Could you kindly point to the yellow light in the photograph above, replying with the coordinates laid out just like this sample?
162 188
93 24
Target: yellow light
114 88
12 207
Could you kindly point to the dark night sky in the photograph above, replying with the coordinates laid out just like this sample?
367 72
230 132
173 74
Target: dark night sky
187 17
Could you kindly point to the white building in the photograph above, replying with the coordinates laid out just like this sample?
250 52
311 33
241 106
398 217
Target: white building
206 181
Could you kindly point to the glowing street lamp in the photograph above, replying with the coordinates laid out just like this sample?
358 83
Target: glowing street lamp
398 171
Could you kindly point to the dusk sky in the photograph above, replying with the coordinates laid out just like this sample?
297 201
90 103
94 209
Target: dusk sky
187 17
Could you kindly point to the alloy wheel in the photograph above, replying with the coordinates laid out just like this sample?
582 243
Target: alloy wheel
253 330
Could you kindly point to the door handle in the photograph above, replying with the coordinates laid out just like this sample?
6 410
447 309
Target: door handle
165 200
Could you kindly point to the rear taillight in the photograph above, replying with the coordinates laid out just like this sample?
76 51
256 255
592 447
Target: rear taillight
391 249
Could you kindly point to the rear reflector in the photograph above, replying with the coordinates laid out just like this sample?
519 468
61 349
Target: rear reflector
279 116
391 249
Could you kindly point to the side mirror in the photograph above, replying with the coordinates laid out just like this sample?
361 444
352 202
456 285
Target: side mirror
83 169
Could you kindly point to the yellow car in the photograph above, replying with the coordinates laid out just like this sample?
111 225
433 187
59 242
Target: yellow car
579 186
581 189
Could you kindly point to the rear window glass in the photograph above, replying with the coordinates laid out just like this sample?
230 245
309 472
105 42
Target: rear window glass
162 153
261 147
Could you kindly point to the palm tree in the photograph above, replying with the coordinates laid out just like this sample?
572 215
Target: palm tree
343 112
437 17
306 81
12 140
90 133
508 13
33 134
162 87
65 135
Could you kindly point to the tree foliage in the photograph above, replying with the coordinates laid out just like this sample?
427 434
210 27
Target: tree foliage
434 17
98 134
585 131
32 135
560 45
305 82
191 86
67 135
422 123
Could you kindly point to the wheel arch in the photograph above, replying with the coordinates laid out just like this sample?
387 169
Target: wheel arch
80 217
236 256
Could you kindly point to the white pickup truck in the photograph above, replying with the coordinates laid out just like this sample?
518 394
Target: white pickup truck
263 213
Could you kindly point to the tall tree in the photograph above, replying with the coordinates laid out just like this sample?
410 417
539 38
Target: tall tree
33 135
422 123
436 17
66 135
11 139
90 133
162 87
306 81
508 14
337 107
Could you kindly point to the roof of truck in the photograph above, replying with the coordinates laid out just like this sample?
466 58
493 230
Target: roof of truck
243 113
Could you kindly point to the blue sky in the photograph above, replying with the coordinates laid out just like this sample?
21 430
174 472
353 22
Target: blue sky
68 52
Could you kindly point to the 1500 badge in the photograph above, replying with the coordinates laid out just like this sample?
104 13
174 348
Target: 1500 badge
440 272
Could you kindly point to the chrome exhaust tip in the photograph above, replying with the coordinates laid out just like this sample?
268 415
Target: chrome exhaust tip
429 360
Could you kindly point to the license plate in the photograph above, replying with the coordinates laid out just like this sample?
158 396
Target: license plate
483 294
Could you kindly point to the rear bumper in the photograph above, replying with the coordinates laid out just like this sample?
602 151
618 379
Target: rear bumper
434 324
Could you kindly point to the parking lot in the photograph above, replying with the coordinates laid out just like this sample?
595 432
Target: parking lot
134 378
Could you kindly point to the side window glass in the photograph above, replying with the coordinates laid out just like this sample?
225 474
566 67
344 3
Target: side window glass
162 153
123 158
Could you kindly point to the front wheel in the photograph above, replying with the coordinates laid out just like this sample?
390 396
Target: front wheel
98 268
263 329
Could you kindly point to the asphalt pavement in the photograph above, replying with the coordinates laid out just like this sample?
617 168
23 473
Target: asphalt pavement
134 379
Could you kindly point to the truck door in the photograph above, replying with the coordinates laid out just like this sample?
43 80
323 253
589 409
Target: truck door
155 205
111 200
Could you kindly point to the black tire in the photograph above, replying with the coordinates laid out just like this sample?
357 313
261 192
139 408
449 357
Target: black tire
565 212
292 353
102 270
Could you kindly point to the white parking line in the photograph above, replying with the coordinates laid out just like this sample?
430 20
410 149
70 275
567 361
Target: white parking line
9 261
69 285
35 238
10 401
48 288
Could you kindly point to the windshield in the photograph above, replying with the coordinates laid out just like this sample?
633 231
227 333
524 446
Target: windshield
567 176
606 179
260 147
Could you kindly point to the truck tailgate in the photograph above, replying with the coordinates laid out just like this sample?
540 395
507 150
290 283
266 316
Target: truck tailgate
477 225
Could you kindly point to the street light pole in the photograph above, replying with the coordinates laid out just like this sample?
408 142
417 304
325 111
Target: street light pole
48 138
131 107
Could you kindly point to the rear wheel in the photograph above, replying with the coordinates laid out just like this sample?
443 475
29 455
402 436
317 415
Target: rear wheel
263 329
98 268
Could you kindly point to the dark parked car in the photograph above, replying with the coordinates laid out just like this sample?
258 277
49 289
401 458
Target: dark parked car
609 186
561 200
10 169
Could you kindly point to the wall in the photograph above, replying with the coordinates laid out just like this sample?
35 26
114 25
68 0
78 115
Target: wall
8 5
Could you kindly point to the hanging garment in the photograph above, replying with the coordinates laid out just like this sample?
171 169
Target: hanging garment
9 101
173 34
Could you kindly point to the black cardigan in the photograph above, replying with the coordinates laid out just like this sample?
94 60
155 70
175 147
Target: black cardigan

**Work to complete:** Whenever the word "cardigan" occurs in a line of the records, that line counts once; state the total alone.

**Task solution:** 2